• [EXERCISE TASK]: Pull out every line in the records below that contains the word "ground", matching case exactly.

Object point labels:
++++++

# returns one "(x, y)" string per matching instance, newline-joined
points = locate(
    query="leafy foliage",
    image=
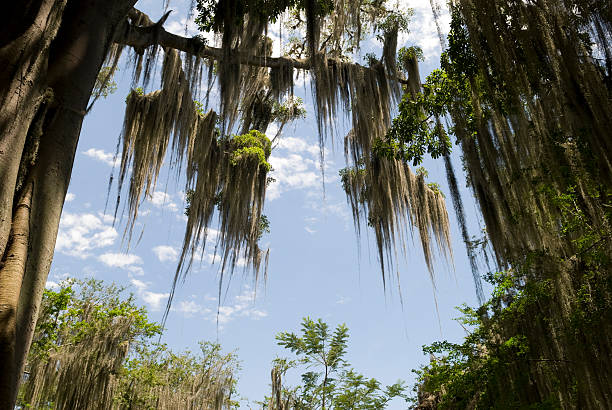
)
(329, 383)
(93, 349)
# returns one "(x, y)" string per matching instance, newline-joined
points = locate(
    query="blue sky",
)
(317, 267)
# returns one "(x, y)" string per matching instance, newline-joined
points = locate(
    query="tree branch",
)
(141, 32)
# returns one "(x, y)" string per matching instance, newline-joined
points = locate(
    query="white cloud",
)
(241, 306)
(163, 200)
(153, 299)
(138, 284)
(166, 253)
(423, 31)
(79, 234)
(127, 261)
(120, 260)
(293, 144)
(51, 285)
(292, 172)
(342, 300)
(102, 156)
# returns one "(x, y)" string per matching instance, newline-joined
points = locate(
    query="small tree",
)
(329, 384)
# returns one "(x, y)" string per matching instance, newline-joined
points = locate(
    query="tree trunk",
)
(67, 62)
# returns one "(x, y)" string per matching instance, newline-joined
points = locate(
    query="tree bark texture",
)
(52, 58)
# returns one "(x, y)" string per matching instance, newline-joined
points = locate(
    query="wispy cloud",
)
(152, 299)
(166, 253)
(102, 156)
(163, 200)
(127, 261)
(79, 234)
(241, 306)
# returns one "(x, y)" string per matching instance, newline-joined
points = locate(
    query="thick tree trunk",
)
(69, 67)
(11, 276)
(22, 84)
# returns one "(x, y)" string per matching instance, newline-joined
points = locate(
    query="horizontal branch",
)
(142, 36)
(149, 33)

++++++

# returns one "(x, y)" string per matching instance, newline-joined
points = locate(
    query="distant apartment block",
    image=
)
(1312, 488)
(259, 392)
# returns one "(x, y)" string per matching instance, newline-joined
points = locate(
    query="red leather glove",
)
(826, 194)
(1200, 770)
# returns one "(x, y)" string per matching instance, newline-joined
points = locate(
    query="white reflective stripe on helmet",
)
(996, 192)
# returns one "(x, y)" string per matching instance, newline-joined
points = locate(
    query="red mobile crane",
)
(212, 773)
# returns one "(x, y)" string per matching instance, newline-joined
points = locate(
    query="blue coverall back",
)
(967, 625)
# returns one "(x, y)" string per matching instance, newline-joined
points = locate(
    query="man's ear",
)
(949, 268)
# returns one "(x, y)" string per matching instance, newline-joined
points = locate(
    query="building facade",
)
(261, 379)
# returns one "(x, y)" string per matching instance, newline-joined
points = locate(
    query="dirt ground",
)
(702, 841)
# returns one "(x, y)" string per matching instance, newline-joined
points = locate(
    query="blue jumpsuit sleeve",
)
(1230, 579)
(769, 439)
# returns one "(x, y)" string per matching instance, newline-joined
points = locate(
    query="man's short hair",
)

++++++

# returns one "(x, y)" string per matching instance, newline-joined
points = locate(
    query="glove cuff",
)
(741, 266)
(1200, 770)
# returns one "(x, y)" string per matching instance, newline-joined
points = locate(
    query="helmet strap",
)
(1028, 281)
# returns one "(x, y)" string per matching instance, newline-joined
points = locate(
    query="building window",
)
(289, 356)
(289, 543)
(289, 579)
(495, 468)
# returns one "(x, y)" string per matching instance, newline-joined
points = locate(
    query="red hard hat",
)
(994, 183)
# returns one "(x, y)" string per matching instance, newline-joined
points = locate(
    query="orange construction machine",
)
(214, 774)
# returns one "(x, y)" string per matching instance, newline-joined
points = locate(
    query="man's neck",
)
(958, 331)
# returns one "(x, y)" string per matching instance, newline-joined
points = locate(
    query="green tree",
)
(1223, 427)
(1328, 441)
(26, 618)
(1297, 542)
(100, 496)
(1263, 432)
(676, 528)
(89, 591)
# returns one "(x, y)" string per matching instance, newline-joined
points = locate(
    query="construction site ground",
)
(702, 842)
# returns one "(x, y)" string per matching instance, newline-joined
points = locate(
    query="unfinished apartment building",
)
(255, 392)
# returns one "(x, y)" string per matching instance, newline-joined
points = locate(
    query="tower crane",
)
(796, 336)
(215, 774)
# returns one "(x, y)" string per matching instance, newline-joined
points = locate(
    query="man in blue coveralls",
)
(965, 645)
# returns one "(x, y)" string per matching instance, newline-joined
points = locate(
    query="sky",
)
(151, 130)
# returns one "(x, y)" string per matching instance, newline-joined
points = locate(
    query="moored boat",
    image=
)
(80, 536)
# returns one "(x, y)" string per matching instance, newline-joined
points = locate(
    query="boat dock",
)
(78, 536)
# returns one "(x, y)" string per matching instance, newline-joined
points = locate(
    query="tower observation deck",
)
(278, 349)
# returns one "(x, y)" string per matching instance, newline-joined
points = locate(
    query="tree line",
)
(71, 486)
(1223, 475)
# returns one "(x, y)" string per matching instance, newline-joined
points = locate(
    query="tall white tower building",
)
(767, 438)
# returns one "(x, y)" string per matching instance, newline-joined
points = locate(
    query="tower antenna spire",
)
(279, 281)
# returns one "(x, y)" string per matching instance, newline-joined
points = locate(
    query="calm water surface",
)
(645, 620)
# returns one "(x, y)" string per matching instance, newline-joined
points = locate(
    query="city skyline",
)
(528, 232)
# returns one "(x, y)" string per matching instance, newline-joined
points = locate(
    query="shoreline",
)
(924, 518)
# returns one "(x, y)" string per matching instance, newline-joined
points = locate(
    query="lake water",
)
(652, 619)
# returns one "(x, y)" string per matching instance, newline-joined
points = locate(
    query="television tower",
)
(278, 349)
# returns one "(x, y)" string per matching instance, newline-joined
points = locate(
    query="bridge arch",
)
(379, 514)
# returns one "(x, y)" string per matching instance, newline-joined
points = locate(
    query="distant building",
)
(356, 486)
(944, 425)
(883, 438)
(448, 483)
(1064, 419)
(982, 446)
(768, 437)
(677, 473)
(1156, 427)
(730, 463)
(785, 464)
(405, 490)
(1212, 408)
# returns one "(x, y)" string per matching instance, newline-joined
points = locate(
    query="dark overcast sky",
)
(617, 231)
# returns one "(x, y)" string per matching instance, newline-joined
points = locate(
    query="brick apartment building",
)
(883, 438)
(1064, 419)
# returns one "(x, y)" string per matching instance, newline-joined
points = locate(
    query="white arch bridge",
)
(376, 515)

++++++

• [THE COMPLETED TASK]:
    query="dirt ground",
    query="construction site ground",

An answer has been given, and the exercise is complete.